AIM — Everything from the line containing "silhouette of person." to the last line of the records must be returned verbatim; nothing else belongs in the output.

(Detection annotation records)
[Begin]

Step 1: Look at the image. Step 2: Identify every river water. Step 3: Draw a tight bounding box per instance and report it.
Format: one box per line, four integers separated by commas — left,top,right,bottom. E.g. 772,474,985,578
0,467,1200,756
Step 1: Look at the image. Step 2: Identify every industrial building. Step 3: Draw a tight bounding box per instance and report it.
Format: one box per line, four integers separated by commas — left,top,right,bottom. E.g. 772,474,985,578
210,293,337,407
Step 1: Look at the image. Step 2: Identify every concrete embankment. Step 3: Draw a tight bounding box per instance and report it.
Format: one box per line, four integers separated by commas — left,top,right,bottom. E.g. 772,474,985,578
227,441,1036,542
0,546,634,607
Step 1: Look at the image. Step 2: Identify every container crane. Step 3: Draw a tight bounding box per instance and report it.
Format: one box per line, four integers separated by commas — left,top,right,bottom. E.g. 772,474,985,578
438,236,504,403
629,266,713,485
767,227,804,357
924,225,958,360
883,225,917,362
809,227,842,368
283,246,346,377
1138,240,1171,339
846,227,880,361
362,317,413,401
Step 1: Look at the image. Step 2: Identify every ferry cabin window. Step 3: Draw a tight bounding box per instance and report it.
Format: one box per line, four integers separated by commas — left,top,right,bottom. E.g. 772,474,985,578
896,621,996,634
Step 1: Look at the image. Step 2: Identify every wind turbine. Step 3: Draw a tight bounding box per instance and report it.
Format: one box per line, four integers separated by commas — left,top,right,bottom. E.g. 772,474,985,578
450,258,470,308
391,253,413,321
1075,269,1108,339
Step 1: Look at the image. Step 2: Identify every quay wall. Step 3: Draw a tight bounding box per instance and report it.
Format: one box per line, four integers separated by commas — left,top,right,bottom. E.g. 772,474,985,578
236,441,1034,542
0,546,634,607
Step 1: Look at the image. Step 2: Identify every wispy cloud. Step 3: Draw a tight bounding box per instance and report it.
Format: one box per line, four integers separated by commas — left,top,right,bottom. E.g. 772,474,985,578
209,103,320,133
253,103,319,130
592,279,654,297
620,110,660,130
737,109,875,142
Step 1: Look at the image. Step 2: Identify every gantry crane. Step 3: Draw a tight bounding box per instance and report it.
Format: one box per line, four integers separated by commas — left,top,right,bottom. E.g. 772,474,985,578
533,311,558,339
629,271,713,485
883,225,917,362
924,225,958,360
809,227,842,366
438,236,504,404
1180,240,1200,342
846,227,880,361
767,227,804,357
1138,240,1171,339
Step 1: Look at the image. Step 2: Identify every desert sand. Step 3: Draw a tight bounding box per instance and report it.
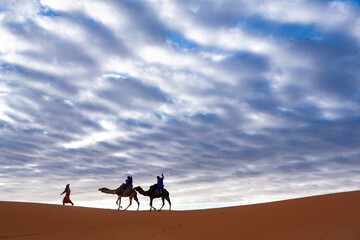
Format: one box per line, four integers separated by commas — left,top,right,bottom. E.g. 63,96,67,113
0,191,360,240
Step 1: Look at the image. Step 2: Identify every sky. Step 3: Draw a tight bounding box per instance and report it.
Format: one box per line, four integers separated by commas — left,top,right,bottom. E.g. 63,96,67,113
0,0,360,210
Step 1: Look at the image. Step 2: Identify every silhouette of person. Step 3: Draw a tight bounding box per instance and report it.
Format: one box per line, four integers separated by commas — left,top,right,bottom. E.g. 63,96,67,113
60,184,74,206
122,176,132,193
155,173,165,194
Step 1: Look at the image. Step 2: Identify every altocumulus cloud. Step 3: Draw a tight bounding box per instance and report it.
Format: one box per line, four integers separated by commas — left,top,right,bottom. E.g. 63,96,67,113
0,0,360,209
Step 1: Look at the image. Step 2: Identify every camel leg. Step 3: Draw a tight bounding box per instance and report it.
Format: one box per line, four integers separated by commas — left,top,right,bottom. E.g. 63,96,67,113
116,196,122,210
159,197,165,212
124,197,132,211
150,198,156,211
134,195,140,211
166,197,171,211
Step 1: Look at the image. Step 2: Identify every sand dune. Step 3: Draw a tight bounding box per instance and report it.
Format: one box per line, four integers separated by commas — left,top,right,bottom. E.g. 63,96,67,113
0,191,360,240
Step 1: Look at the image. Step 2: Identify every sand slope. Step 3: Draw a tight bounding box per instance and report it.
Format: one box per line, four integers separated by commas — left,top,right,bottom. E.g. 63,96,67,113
0,191,360,240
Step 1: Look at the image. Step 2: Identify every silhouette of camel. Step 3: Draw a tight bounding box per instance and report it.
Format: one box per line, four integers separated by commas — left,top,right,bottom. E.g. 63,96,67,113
134,184,171,211
99,183,140,211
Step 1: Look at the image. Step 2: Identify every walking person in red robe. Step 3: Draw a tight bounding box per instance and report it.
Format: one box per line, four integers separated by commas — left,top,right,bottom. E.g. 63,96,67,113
60,184,74,206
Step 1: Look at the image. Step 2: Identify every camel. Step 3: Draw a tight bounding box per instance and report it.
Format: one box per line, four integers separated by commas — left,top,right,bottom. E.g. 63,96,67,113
99,183,140,211
134,184,171,212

[End]

THE OUTPUT —
Step 1: Look at the image. Step 2: Identify every silhouette of person. Step 3: Draw a tight bounding box per instance and report it.
Format: one box per line, four integers separated by commas — left,top,right,bottom. E.g. 63,96,67,113
60,184,74,206
122,176,132,193
155,173,165,194
Step 1: Look at the image. Step 2: Identify every altocumulus cloud. Step 3: Draw a tight bounding box per instance and report it.
Format: one box per line, four integers separated by commas — left,top,right,bottom. E.g. 63,96,67,113
0,0,360,209
Step 1: Look at the image. Step 2: Identify every camel leg. Step 3: Draw a tight bounding box per instance and report it.
Format: one box per line, four integers separated by commas — left,top,right,bottom. E.g. 63,96,67,113
116,196,122,210
159,197,165,212
124,197,132,211
150,198,156,211
134,195,140,211
166,197,171,211
Step 1: Look at the image. Step 2: Identify every sand dune. Step 3: Draw a tight bounding box per instance and report it.
Format: one box per line, four integers separated by commas — left,top,right,bottom. E.g. 63,96,67,113
0,191,360,240
Step 1: Look at the image. Step 2: Identify every sand slope. Step 3: Draw a tight bounding box per instance and report it.
Format: one box per line, four integers separated by commas — left,top,right,bottom. E.g. 63,96,67,113
0,191,360,240
Step 1: Look at the image. Step 2: Identify every silhouette of camel. Step 3: Draw a tight bounding box per instance and report it.
Format: one box per line, four integers separated by commas — left,top,right,bottom. E.g. 63,96,67,113
134,184,171,211
99,183,140,211
Step 1: Look at the image. Step 2: Identify every walking person in red robe. Step 3: Draw a tight bounding box per instance and report it.
Format: one box per line, four integers separated by commas — left,top,right,bottom. E.g. 63,96,67,113
60,184,74,206
Step 1: Look at the image. Step 2: Identify every camel. Step 3: Draw a tight bounding box per instance and report it.
Format: one box per line, four integers separated by commas — left,top,right,bottom. E.g. 63,96,67,113
99,183,140,211
134,184,171,212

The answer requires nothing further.